Please output each of the following items again, unchanged and word for word.
begin Dataset entries
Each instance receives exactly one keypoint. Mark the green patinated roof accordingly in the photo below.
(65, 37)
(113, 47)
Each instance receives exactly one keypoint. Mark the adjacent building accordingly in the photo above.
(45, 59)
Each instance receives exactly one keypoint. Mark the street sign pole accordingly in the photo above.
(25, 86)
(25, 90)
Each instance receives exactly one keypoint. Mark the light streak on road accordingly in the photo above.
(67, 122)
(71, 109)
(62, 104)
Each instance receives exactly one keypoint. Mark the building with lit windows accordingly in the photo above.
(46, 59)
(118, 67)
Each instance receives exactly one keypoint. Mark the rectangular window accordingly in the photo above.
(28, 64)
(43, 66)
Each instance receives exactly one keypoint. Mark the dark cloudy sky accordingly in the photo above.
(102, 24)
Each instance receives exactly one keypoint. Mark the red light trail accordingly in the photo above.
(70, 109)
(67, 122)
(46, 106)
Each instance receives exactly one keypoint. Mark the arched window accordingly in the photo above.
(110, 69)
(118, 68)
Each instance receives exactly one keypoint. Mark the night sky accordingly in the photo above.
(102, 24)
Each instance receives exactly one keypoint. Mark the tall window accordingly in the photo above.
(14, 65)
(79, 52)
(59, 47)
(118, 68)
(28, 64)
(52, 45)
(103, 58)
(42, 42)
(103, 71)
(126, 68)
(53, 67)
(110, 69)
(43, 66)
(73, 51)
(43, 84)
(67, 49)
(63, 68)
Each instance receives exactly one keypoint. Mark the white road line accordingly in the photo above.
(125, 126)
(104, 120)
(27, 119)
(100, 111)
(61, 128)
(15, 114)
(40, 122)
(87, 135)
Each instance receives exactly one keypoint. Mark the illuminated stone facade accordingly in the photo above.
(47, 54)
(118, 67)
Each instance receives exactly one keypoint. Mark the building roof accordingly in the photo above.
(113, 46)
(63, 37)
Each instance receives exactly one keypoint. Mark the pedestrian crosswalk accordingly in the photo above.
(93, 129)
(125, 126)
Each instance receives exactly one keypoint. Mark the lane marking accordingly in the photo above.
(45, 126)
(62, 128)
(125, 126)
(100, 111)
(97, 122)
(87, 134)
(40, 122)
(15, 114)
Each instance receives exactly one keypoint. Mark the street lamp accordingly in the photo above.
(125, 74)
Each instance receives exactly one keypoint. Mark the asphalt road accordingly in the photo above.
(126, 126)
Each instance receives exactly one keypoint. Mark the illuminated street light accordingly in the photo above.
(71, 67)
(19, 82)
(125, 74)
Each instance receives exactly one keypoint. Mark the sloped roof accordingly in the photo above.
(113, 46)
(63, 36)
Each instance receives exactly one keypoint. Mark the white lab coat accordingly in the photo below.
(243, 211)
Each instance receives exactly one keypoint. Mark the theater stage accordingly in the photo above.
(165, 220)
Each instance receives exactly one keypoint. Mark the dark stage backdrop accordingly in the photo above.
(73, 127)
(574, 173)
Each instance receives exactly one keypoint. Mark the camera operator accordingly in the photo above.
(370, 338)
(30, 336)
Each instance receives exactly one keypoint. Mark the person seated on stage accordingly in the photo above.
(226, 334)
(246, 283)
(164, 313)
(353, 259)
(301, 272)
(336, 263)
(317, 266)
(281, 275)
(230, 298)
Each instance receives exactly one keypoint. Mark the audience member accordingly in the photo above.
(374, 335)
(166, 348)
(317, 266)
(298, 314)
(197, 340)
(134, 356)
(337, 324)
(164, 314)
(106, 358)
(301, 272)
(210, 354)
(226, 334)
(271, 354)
end Dataset entries
### Exercise solution
Each instance receives exactly one keypoint. Mark the green patinated roof accordingly in the photo below.
(65, 37)
(113, 47)
Each instance receives exactly one keypoint. Mark the adjacent building accordingly in the photo above.
(45, 59)
Each instance receives exactly one keypoint. Mark the street sign pole accordingly in the photo above.
(25, 86)
(25, 90)
Each instance receives exactly one keypoint. Mark the light streak on road accordingly in the photo above.
(67, 122)
(71, 109)
(62, 104)
Each instance receives exactly one keypoint. Mark the building with lit windows accordingly in the photo above.
(46, 59)
(118, 67)
Each instance receives exactly one keypoint. Mark the rectangular window accordingly in the photo above.
(28, 64)
(43, 66)
Each instance receives exactly one keypoint. Mark the dark cloudy sky accordingly in the photo above.
(102, 24)
Each instance receives exactly one keypoint. Mark the red light trail accordingly in the photo above.
(70, 109)
(67, 122)
(46, 106)
Each instance receives exactly one keypoint. Mark the arched window accordingly in the photo above.
(110, 69)
(118, 68)
Each instance receives exactly one keypoint. Mark the night sky accordingly in the photo above.
(102, 24)
Each instance receives exactly one keypoint. Mark the tall window accordingly in the photo above.
(14, 65)
(79, 52)
(59, 47)
(118, 68)
(28, 64)
(52, 45)
(103, 58)
(42, 42)
(103, 71)
(126, 68)
(53, 67)
(110, 69)
(43, 66)
(73, 51)
(43, 84)
(67, 49)
(63, 68)
Each instance receives exactly one keypoint. Mark the white road line accordingly in the photo above.
(125, 126)
(104, 120)
(27, 119)
(100, 111)
(61, 128)
(15, 114)
(40, 122)
(87, 135)
Each instance receives exactly one keypoint. Mark the illuminated stone facade accordingly in the photo above.
(47, 54)
(118, 67)
Each instance receives exactly one keypoint. Mark the building roof accordingly in the photo above.
(113, 46)
(63, 37)
Each instance receives exactly one keypoint. Mark the pedestrian crosswalk accordingly in the photo above.
(93, 129)
(125, 126)
Each instance receives exactly one keypoint. Mark the lane marking accordingly in the photo above.
(45, 126)
(62, 128)
(125, 126)
(100, 111)
(97, 122)
(87, 134)
(40, 122)
(15, 114)
Each instance receives exactly one keypoint. Mark the street lamp accordingly in the photo above.
(125, 74)
Each instance receives exactly one keypoint. Mark the asphalt road accordingly in the photo above.
(126, 126)
Each instance receives exactly one keypoint. Mark the illuminated street light accordingly in the photo above.
(71, 67)
(19, 82)
(125, 74)
Each instance receives exactly one keypoint. Mark the sloped roof accordingly in the photo above.
(113, 46)
(63, 36)
Each instance receives exactly one keypoint. Mark the white lab coat accordingly in the photo below.
(243, 211)
Each instance receives exactly one keypoint. Mark the theater stage accordingly in the photo above.
(165, 220)
Each instance receives exactly one keypoint. Mark the dark stage backdrop accordingly in the photo above.
(73, 127)
(574, 173)
Each instance receives exactly one keypoint. Mark the camera operator accordingly in the photo above.
(370, 338)
(30, 336)
Each instance receives exactly one keypoint. Mark the person seated on stage accordingly in the photo above.
(226, 334)
(246, 283)
(164, 313)
(353, 259)
(301, 272)
(336, 263)
(317, 266)
(281, 275)
(230, 298)
Each instance receives exactly one keypoint. Mark the audience member accordingly in the photo above.
(374, 335)
(166, 348)
(317, 266)
(298, 314)
(197, 340)
(134, 356)
(337, 324)
(164, 314)
(106, 358)
(301, 272)
(210, 354)
(226, 334)
(271, 354)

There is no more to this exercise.